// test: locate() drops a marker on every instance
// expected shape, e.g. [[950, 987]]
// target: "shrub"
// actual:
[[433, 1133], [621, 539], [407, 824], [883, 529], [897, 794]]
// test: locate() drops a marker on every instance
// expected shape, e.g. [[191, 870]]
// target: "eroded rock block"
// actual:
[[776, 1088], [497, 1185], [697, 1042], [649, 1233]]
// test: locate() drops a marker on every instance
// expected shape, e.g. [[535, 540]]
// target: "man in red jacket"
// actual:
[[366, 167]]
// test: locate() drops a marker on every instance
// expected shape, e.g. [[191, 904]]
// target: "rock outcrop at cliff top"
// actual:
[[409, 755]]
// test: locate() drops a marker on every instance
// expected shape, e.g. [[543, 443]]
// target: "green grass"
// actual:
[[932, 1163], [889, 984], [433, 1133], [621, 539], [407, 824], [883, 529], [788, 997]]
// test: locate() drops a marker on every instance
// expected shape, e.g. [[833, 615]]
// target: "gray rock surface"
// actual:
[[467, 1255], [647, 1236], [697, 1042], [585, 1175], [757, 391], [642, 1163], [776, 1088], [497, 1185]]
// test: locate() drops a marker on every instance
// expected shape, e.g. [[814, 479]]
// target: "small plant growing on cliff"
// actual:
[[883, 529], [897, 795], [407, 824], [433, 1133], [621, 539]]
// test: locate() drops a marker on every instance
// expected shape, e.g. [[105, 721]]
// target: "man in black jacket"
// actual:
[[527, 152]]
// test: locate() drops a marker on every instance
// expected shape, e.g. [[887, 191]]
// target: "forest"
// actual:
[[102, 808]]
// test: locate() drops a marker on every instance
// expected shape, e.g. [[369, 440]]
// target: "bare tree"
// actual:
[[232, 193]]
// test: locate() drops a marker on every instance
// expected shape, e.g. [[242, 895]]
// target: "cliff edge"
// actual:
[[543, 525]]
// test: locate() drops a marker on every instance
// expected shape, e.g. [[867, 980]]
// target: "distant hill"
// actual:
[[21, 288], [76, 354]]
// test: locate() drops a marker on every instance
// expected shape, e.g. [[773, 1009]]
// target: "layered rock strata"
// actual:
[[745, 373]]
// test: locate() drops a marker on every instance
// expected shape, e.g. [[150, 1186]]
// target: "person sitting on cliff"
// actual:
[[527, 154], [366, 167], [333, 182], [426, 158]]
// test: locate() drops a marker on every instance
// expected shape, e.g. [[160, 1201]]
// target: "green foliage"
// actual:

--- Problem description ---
Format all of the data above as a numbered list, one line per item, and leave out any blank lines.

--- Reply ---
1. // test: locate() drops a marker on every instance
2. // expected shape, e.g. [[950, 987]]
3. // target: "shrub"
4. // actual:
5. [[433, 1133], [621, 539], [407, 824], [883, 529], [897, 794]]
6. // test: locate() drops a marker on every instance
7. // expected shape, e.g. [[191, 870]]
8. // target: "eroded rock block"
9. // actual:
10. [[776, 1088], [497, 1185], [697, 1042], [649, 1233]]
11. // test: locate() drops a marker on every instance
12. // expected shape, e.g. [[535, 540]]
13. // target: "man in red jacket"
14. // actual:
15. [[366, 167]]
16. // test: locate() drops a marker on every instance
17. // expected shape, e.g. [[191, 904]]
18. // target: "rock outcrop at cliff top"
19. // actual:
20. [[409, 755]]
21. // test: locate() drops a marker on every instance
22. // expected shape, e.g. [[543, 443]]
23. // target: "green grass"
24. // actual:
25. [[932, 1163], [889, 984], [433, 1133], [621, 539], [407, 824], [883, 529], [788, 997]]
26. // test: locate() drops a marker on every instance
27. // expected shape, e.g. [[833, 615]]
28. // target: "gray rock surface"
29. // actual:
30. [[467, 1255], [647, 1236], [697, 1042], [585, 1175], [757, 391], [642, 1163], [776, 1088], [497, 1185]]
31. // test: locate() drops a marker on every instance
32. // expected shape, e.g. [[814, 479]]
33. // target: "small plant growing on cliff"
34. // actual:
35. [[883, 529], [897, 795], [407, 824], [433, 1133], [621, 539]]
36. // test: locate() drops a marker on every instance
37. // expected shape, e.g. [[105, 721]]
38. // target: "man in black jacket"
39. // actual:
40. [[527, 152]]
41. // test: locate() drops a marker on every instance
42. // expected shape, e.g. [[887, 191]]
43. // target: "forest"
44. // actual:
45. [[102, 808]]
46. // test: locate() drops a marker on every instance
47. // expected shape, e.g. [[369, 440]]
48. // target: "bare tree"
49. // actual:
50. [[232, 193]]
51. // test: locate() drops a marker on every instance
52. // expected shape, e.g. [[242, 895]]
53. // target: "cliff edge"
54. // actual:
55. [[543, 525]]
56. // test: locate() drops a marker on every instance
57. // expected shape, e.g. [[867, 980]]
58. // target: "distant hill"
59. // actual:
60. [[21, 288], [76, 354]]
61. // test: locate() drops a marker on every instance
62. // expected shape, e.g. [[773, 1009]]
63. // target: "layered rock strata"
64. // actual:
65. [[745, 373]]
66. // test: locate() drops a marker on every instance
67. // expected shape, e.g. [[150, 1186]]
68. // target: "person sitting on cliff"
69. // actual:
70. [[527, 154], [366, 167], [333, 182], [426, 158]]
71. // test: locate() drops a marker on every instance
72. // expected shape, e.g. [[160, 1201]]
73. // target: "green foliage"
74. // actual:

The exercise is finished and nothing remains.